# [DATA EXTRACTS]

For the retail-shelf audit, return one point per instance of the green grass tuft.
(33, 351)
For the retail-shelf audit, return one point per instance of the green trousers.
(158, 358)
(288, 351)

# [AIM OF THE TASK]
Without changing a word, write out each entry again.

# [TASK RESPONSE]
For the retail-shelf audit, return one point per instance of the green grass tuft.
(33, 351)
For the retail-shelf audit, return one point per instance of the green trousers.
(158, 358)
(288, 351)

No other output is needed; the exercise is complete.